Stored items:
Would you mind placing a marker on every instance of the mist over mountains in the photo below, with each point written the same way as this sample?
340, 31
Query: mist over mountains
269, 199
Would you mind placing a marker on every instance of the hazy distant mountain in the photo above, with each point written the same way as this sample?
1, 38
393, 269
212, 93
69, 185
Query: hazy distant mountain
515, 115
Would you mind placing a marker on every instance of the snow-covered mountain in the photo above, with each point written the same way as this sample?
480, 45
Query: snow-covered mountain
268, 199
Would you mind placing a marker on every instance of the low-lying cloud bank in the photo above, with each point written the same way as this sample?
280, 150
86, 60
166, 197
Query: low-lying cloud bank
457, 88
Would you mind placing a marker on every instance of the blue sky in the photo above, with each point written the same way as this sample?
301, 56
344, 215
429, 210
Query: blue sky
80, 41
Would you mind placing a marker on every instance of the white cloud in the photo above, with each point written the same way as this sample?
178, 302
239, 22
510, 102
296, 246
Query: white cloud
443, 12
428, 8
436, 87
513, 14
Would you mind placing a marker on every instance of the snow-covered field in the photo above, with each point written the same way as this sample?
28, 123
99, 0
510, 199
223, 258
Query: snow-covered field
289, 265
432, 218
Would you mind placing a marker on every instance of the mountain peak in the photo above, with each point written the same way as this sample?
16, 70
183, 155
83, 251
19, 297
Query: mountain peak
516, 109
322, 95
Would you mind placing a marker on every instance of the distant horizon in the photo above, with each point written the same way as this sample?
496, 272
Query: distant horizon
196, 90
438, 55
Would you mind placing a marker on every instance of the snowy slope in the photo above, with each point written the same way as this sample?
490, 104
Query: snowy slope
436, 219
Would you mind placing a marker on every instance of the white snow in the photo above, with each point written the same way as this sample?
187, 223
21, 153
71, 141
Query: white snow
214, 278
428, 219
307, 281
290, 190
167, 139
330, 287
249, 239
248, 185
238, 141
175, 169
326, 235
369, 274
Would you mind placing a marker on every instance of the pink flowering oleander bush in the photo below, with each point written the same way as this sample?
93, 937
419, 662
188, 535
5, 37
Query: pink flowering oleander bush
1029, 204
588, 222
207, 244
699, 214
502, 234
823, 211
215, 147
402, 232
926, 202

§ Problem details: Set down only these lines, exactly: the line containing "of the snowy" and each line after it, through the end of the listing.

§ In response:
Would you mind placing a marker on every instance of the snowy slope in the photo above, with each point written the same way as this sample?
490, 104
Query: snowy slope
436, 219
Would you mind placing a marker on every instance of the white snow in the photo above, with each point written the same way as this sample?
187, 223
21, 153
71, 141
Query: white snow
214, 278
428, 219
307, 281
290, 190
167, 139
330, 287
249, 239
248, 185
238, 141
175, 169
326, 235
369, 274
Would you mind placing a marker on every instance of the pink flowering oleander bush in the photo below, with each point written the same way as this sample?
93, 937
419, 662
188, 535
5, 37
Query: pink flowering oleander bush
1029, 204
588, 222
207, 244
699, 214
502, 234
823, 211
215, 147
402, 232
926, 202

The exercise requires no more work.